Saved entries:
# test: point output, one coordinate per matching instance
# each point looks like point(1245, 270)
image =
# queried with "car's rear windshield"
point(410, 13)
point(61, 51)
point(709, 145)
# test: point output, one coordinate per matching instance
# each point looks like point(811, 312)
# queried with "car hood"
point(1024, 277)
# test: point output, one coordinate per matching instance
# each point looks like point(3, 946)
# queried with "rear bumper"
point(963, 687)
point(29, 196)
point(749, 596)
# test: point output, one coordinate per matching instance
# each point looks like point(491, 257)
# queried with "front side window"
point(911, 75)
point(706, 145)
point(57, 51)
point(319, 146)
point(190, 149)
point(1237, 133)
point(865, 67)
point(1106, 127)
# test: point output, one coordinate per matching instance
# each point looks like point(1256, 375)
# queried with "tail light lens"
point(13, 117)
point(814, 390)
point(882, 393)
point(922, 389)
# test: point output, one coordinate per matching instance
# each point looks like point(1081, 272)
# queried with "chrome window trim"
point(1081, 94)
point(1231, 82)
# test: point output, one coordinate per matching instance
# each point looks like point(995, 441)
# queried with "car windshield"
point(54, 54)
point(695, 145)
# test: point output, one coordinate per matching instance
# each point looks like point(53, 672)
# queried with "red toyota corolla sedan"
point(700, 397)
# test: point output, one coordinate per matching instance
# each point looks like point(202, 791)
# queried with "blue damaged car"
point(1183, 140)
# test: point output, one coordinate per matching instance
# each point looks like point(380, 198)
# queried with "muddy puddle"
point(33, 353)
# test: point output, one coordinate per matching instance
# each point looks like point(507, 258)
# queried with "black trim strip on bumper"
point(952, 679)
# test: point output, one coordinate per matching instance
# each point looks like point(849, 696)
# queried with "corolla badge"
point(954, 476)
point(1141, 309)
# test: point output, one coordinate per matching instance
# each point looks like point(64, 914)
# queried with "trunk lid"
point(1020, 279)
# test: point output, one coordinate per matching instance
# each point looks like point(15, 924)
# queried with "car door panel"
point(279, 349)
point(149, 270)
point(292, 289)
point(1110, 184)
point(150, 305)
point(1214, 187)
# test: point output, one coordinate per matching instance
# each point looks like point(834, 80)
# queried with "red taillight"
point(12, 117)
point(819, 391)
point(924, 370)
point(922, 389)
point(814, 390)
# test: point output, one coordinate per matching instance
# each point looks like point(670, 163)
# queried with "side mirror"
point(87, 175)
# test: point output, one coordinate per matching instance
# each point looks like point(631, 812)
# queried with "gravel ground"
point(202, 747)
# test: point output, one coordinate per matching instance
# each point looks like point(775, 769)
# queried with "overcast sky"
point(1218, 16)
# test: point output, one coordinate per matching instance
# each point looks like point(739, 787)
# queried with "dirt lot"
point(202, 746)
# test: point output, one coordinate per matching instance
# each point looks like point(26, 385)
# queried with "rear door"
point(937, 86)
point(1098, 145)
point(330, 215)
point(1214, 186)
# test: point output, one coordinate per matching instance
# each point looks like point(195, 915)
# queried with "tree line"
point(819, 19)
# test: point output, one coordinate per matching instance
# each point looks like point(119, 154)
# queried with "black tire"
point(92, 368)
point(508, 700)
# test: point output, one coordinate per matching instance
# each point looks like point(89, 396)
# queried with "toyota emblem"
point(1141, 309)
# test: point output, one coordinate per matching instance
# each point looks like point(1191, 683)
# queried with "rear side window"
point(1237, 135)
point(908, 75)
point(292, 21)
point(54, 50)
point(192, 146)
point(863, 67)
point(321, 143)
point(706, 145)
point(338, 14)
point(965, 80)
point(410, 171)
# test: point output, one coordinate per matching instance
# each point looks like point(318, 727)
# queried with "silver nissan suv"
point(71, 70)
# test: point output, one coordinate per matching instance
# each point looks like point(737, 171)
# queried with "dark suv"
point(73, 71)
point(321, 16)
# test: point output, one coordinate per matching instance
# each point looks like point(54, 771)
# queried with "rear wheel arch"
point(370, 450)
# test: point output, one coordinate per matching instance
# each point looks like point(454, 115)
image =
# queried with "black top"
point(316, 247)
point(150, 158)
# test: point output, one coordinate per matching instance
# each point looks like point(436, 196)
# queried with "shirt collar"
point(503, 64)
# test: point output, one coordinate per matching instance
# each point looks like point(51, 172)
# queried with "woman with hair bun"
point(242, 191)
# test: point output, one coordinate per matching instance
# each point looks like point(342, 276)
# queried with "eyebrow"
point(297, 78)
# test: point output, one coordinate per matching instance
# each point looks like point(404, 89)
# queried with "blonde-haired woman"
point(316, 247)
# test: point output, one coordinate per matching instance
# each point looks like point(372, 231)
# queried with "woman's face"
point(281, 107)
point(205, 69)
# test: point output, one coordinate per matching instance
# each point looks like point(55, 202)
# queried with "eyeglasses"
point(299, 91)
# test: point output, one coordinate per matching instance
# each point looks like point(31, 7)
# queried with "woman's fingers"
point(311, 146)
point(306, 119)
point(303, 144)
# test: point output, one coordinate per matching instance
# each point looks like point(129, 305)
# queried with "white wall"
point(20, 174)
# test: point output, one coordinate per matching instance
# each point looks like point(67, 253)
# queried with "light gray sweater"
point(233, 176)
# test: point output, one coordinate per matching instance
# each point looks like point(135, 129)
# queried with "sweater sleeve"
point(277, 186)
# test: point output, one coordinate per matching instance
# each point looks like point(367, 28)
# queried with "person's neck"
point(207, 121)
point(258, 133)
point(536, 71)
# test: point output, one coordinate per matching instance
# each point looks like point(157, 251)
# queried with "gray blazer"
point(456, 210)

* [PROBLEM TO SOLVE]
Retype exactly, please, only the lines of the entries that run from the one containing "# each point looks like point(157, 251)" to the last.

* [RESPONSE TO THIS EXERCISE]
# each point looks like point(157, 251)
# queried with "gray blazer"
point(456, 210)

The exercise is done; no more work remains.